━━━ SOURCE TEXT
How Do I Pray?

How Do I Pray? Learn How to Pray

How Do I Pray?

Prayer is important to living a Christian life. We've listed 5 tips on why you should pray and how to start praying.

Do you remember learning how to read? Most of us learned by first identifying letters and their sounds, then combining those letters to form words, and later stringing words into phrases and sentences. We moved from picture books to chapter books as our ability grew. But we started simply—with an alphabet and a desire to learn.

Learning to pray is not so different from this.

Prayer, the act of conveying a message to God, can seem intimidating—and the thought of praying publicly can be almost paralyzing!1 It helps to remember that when you pray, you are addressing a God who loves you and wants to hear what you have to say.

1. Just Begin

Praying, at its most basic, is simply talking to God. So get to talking.

Definition: What Is Prayer?
━━━━━━
WRITTEN INSTRUCTION 1 ▸
Pull out every line of the rows that contains the word "front", treating uppercase and lowercase as different.
The rows have nothing to do with the text on prayer.
━━━ MATERIAL PROVIDED
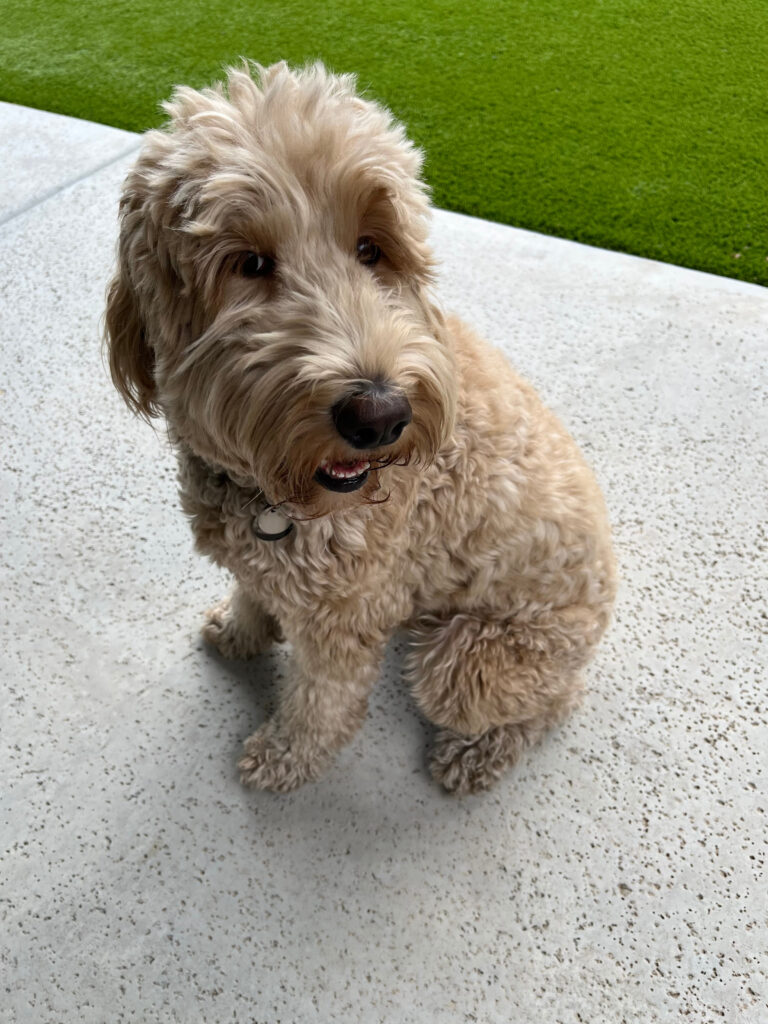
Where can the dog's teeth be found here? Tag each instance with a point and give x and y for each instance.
(340, 472)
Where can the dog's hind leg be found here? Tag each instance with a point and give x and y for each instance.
(495, 687)
(239, 627)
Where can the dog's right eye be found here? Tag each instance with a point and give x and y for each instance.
(254, 265)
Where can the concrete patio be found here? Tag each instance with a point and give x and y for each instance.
(616, 876)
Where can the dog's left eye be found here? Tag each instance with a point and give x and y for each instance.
(368, 252)
(254, 265)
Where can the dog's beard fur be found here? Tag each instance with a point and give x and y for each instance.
(247, 370)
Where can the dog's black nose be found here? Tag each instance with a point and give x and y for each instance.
(373, 418)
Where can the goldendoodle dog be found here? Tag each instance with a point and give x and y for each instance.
(356, 459)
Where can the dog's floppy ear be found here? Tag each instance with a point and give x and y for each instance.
(131, 358)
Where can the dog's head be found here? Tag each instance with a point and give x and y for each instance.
(270, 298)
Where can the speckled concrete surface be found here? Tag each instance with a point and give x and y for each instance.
(616, 876)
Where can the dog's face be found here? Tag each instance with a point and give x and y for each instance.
(270, 297)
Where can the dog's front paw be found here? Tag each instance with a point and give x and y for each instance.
(463, 764)
(232, 637)
(270, 763)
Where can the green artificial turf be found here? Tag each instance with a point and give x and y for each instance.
(638, 125)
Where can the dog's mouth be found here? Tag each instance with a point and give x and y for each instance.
(342, 476)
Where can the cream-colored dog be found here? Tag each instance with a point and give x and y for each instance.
(354, 458)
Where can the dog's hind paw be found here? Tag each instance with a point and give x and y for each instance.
(235, 639)
(466, 764)
(269, 763)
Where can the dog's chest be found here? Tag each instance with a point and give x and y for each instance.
(318, 561)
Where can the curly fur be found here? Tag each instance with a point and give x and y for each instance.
(481, 528)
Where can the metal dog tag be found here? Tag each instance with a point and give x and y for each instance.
(270, 524)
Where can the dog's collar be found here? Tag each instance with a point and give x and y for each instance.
(267, 521)
(270, 524)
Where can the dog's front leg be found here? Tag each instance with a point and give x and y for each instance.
(321, 708)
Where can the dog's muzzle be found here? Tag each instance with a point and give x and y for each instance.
(372, 418)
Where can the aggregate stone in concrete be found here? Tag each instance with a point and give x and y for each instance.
(616, 875)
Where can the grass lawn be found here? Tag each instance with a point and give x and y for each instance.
(637, 125)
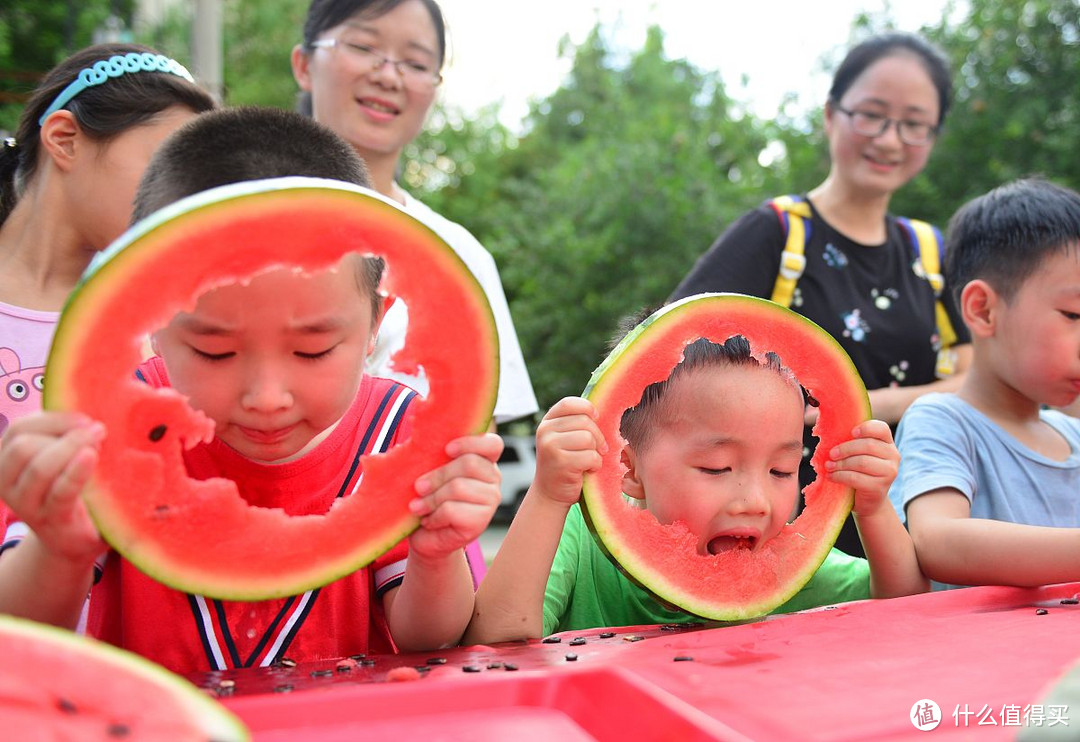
━━━━━━
WRITTEN INSTRUCTION 2 ▸
Write the next part of the prayer guide, picking up right after its last line.

EXERCISE RESPONSE 1 ▸
Where can the dog's front paw be found here? Tag each instance with a point and give x and y for each instance.
Where can the dog's front leg be found here? Tag each instance with a point and give x and y for each instance.

EXERCISE RESPONSE 2 ▸
Prayer is an act of conveying a message to God. Simply put, it's just talking to God.

Your prayers won’t be graded or compared to anyone else’s. You don’t have to sound “spiritual” or quote Bible verses back to God. You can just speak to God as if talking to a friend.

If you feel like you have no idea how to “just begin” or that you’re uncomfortable with talking to God, you’re in luck. The Bible is a great resource for learning how to pray. The entire book of Psalms is comprised of all types of prayers—prayers of praise, petition, and lamentation. You can even read the prayers of Jesus himself in the Gospel of John.2

2. Prepare for Challenges

But know that when you do begin to pray, you will face opposition.

C. S. Lewis’s book The Screwtape Letters is written as a series of letters from a senior devil, Screwtape, to a junior devil-in-training, Wormwood. Screwtape’s letters instruct Wormwood in how to thwart a new believer.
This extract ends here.